GIVEN TEXT:
=== Section Start ===
A knight—Sir Percival, perhaps, or the pure-hearted Galahad—might be spurred through a “waste and howling wilderness,”2 a place of thorns and grey shadows where the maps of men fail. Suddenly, in a clearing where no surveyor’s line should run, the Chapel appears. It intrudes upon the wild. It is a place of terror and awe, of burning tapers and choirs heard through the blood—a traveling holiness that disrupts the mundane geography of the world.

We may smile at these legends today, dismissing them as the “fairytale magic” of an age that hadn’t yet learned to measure the world in square feet. If so, we are smiling in the wrong direction. These stories endure because they are True Myth3—the truth told “slant4,” so that it might slip past the sentries of our cynicism and strike the heart unannounced. They are echoes of a fiercer reality that our modern theology often tries to domesticate. We prefer a God who stays indoors; the old stories insist on a God who breaks camp.

The truth is, we are all wandering in the waste land, inhabiting a landscape of fluorescent hum and relentless data. Yet the Restoration offers a mystery far deeper than a mere escape into a distant sanctuary; it provides a Sanctuary that has been designed to walk. Zion ceases to be a spot on a map and becomes a geography you wear. By donning the holy symbols in remembrance, the soul begins to inhabit its own covenants, transforming the individual into a living outpost of the Kingdom. The Lord means to put His holy things nearer than your shoes—nearer than your shirt, nearer even than your own defenses. The wilderness does not need to be tamed by our hands; it needs to be answered by the Presence we carry, for the desert itself recognizes the signature of its Maker stitched upon the soul.

The Lord commands us to “stand in holy places, and be not moved5—a curious order for a people He has turned into walking sanctuaries. Yet that is the secret: holiness travels only because its heart does not. The temple moves precisely because the disciple refuses to.

To understand the garment we wear, we must first look upon the glory we lost. Ancient Jewish tradition suggests that before the Fall, Adam and Eve were not “naked” in our modern, shivering sense. They were clothed in Kotnot Or—”Garments of Light.” In Hebrew, the word for “light” (or with an aleph) sounds identical to the word for “skin” (or with an ayin).6 The tradition holds that they lost their garments of light and received garments of skin. What a mercy—and what a terrifying weight—rests on that single letter.

In that first Garden, Adam and Eve required no stone walls to facilitate a meeting with the Almighty, for they walked in His presence. Their very being was a sanctuary—one without walls because it had no enemies. They were the Temple of God walking in the cool of the day. Then came the great transition. The fruit was taken, the eyes were opened, and the radiance of Eden gave way to the grit of the world. We often speak of the Fall in the dry language of a courtroom—a broken law, a penalty paid—but the Fall was a necessary change of state. Adam and Eve moved from a terrestrial radiance into a telestial density, stepping out of a static perfection into the dynamic struggle of becoming. They found themselves suddenly opaque, biological, and dangerously exposed—”naked” not merely for lack of cloth, but because they had traded the light of the Garden for the heavy, honest work of the wilderness.
=== Section End ===
TASK REQUIREMENTS:
[1] Answer these questions using the essay on holy places and garments above:
(a) What suddenly appears in the clearing in the opening legend?
(b) According to the ancient Jewish tradition the essay cites, what were Adam and Eve clothed in before the Fall?
(c) From what state into what state does the essay say Adam and Eve moved?
[2] Carry the essay on holy places and garments forward from its last paragraph, keeping its voice and subject.

RAW DATA:
=== Section Start ===
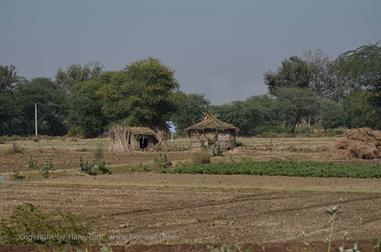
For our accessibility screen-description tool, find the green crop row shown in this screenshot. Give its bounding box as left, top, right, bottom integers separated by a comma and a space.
165, 161, 381, 178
=== Section End ===
TASK-BY-TASK OUTPUTS:
[1]
(a) The Chapel.
(b) Kotnot Or, the "Garments of Light."
(c) From a terrestrial radiance into a telestial density.

[2]
The world outside the Garden was the “lone and dreary world,” a place of thorns, entropy, and a silence that felt like abandonment. Yet, the first act of the Lord in this new darkness was not to scold, nor to organize a committee. His first act was to become a Tailor. Redemption begins with a needle and thread.

“Unto Adam, and also unto his wife, did I, the Lord God, make coats of skins, and clothed them” (Moses 4:27).

We must pause over the startling intimacy of this. The God of the philosophers—the “Unmoved Mover” or the impassible Deity of the creeds 7—does not touch animal skins. An idea may explain the universe; it cannot clothe a child. He does not get blood on His hands. He deals in universals. But the God of the prophets is so great that He dares to be small. He is a God who weeps, a God who touches, and a God who sews.

He takes the chaotic materials of a fallen world and fashions a covering. This was the first Atonement—an old word we have polished until it shines, forgetting it once meant something as plain as a cloak. Before it was a doctrine, it was a garment.8 To clothe them, a sacrifice was required; life was given to cover nakedness. It was the first shadow of the Lamb slain from the foundation of the world.

We have often viewed these “coats of skins” as a badge of shame—a primitive bandage for a wound. But through the lens of temple theology, we see that the covering is not merely concealment; it is consecration. In those first rough layers of hide, the Lord was forging the livery of a royal house, a suit of celestial mail for the long war of the wilderness.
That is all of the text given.